- [Supplied information]:
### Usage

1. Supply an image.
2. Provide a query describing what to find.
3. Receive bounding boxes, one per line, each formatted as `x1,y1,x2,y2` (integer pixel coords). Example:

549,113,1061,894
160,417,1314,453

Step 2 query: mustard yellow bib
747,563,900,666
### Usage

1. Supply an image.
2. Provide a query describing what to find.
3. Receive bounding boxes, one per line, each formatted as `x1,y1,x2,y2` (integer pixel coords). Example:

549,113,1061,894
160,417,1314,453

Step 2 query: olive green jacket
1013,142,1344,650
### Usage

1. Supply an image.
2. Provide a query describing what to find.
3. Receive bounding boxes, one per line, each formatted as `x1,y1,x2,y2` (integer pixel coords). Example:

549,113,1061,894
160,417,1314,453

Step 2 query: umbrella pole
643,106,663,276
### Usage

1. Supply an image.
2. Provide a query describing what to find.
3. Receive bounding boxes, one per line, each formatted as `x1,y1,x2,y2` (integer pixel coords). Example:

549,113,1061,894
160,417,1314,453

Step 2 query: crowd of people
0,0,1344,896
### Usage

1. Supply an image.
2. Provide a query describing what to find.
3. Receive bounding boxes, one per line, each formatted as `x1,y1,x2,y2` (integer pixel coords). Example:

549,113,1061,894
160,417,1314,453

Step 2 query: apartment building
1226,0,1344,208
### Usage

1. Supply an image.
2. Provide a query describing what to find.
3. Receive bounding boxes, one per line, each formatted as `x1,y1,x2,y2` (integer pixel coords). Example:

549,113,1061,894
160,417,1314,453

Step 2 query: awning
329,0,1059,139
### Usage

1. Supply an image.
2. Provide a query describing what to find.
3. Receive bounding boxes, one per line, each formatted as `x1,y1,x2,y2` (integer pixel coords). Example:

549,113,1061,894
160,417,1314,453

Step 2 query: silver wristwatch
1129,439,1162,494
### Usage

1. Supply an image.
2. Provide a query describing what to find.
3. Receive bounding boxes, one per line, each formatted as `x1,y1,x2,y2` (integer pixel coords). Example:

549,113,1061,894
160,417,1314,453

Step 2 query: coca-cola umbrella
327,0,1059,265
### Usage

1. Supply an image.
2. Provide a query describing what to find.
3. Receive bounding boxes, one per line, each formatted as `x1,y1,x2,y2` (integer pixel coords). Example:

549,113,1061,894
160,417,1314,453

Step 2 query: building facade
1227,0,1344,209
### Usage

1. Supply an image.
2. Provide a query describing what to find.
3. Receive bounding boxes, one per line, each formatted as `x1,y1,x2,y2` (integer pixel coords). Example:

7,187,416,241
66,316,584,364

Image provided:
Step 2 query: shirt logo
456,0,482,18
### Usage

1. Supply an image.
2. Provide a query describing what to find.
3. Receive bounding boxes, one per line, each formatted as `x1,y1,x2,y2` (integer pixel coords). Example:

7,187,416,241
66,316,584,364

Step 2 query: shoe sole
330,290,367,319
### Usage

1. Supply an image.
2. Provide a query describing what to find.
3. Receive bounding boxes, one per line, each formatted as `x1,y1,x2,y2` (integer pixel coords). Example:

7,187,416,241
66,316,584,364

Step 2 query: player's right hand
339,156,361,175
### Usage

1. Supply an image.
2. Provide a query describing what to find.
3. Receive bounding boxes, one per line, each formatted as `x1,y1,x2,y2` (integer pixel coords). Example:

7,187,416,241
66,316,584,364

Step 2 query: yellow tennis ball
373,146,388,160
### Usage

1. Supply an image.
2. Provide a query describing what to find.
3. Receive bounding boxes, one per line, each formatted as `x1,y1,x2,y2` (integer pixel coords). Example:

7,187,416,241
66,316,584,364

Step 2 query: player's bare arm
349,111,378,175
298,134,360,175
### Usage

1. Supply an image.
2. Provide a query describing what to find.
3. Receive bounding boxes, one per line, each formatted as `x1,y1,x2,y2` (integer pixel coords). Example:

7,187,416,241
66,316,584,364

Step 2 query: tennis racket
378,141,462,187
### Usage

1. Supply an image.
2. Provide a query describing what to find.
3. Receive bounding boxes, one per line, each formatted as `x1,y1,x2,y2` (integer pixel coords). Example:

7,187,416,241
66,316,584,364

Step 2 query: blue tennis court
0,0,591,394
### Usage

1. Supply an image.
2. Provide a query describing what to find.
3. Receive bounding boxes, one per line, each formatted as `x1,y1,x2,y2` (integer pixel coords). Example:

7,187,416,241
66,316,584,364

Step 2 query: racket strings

- [Work to be completed]: Update the entries from the beginning through the line with "1129,439,1162,494" by replacing "query" with "prompt". Write out only those lines, with nothing else changed.

- [Response to this exercise]:
### Usage

1. Supply an image.
2. Provide a prompt describing what to find.
3. Receive bounding boxes, one per line, each formatted as `x1,y1,x2,y2` (integer pixel coords). Example:

549,113,1061,894
160,417,1314,453

Step 2 prompt: mustard yellow bib
747,563,900,666
### Usage

1. Supply an image.
2. Provide a prompt describing what to find.
3. Receive bounding boxes, one per line, each formatted as `x1,y1,x2,y2` (integer pixel coords). Example:

549,113,1061,894
160,417,1314,453

Step 2 prompt: olive green jacket
1013,142,1344,650
### Usage

1. Supply an image.
2. Provide a prompt describing what to find.
3. Receive bounding boxes, one per line, each formatted as `x1,y1,x2,y2` (integer pixel coords). Example:

549,113,1061,894
160,417,1314,453

Step 2 prompt: umbrella pole
643,106,663,276
### Usage

1. Supply an image.
2. Provide a prompt describing what to find.
3. Receive bounding boxes, one per line, each formatted as `x1,y1,x2,y2` (integer pixel coords). Example:

549,113,1061,894
160,417,1314,453

Step 2 prompt: crowd of people
0,0,1344,896
### Usage

1. Supply an image.
2. Provide a prompt describing what to find.
3. Receive bounding boxes, one per line, each formatted as `x1,y1,x2,y2` (integer pixel coords). Example:

549,113,1061,894
160,417,1314,453

Step 2 prompt: apartment building
1226,0,1344,208
### Usage

1. Supply an image.
2. Provide a prompt describing what to find.
3. Receive bounding boxes, one per line, each formatted as `x1,y1,x2,y2` (integer pixel coords). Example:

549,113,1061,894
160,417,1314,453

Step 2 prompt: awning
329,0,1059,139
### Usage

1. Supply an image.
2. Provide a prompt describing what to find.
3. Receive bounding boxes, one per line, each formatted as `x1,y1,x2,y2` (integer pixel coords). Example:

549,113,1061,894
160,417,1314,453

Step 2 prompt: silver wristwatch
1129,439,1162,494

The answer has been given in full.